Extract each line of the material below that contains the string "class".

[Bounding-box records]

——————————

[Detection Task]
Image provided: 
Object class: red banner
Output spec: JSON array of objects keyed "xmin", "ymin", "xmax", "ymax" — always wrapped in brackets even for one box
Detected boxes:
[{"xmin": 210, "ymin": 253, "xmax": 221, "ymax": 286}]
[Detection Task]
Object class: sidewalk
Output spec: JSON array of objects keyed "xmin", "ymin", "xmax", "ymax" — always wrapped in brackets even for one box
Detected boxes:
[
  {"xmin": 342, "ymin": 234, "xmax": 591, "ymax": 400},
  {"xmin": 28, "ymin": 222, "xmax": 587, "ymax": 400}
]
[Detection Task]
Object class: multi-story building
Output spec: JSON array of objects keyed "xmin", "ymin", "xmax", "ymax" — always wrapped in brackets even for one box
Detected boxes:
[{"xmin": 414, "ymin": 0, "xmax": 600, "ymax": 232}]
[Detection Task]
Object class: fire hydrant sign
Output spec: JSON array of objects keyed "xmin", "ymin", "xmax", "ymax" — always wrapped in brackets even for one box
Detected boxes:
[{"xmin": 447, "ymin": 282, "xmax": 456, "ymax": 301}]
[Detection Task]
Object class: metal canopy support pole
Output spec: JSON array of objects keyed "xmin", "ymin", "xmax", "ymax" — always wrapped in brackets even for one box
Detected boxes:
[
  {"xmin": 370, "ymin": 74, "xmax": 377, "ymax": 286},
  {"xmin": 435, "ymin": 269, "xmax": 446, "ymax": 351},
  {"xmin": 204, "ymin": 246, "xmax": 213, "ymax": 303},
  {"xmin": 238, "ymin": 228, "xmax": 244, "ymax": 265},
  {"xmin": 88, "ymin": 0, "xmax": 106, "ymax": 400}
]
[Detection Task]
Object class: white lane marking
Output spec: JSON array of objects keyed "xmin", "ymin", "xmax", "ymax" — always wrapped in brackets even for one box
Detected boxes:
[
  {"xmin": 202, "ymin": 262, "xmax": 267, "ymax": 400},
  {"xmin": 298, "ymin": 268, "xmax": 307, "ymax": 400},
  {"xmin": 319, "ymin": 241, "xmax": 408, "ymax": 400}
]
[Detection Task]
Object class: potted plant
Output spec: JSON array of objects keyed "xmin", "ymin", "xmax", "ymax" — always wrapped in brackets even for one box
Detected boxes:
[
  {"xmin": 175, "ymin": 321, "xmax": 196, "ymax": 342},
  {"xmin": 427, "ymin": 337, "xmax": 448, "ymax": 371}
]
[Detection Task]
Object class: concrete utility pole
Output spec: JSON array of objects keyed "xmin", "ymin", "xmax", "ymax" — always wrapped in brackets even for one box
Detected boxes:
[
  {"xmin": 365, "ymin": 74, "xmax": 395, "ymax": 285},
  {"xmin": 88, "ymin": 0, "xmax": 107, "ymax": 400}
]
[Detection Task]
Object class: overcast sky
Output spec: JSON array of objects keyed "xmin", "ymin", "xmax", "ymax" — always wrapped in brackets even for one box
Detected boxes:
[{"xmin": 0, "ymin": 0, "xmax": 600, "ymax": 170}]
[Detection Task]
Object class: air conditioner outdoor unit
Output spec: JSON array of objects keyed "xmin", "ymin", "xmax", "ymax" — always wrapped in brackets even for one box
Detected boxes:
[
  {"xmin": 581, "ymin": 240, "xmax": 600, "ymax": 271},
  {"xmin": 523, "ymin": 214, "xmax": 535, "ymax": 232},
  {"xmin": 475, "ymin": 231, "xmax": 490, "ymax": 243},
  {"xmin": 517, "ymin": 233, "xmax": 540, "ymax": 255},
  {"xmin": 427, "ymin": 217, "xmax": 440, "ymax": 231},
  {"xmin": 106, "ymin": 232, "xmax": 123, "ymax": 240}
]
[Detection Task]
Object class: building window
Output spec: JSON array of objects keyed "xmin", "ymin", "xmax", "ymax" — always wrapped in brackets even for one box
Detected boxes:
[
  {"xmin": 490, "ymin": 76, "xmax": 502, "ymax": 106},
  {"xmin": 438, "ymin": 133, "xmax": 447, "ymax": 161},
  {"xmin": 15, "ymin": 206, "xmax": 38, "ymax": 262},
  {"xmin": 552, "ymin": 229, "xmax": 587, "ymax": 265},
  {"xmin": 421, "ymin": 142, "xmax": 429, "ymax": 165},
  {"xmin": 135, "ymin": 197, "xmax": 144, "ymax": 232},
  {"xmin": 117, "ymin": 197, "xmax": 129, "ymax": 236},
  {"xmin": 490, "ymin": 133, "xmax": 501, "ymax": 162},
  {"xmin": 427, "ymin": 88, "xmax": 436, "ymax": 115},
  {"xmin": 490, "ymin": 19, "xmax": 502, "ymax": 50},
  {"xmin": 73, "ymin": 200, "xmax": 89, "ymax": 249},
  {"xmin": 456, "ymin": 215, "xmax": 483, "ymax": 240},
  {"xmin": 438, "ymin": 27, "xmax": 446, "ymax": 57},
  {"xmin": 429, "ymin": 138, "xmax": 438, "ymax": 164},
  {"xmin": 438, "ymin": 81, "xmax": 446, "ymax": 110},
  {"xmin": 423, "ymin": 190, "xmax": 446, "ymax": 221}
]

——————————

→ **Output of the exercise**
Object class: red banner
Object class: sidewalk
Object class: multi-story building
Object class: fire hydrant sign
Object class: metal canopy support pole
Object class: white lane marking
Object class: potted plant
Object class: concrete utility pole
Object class: overcast sky
Object class: air conditioner outdoor unit
Object class: building window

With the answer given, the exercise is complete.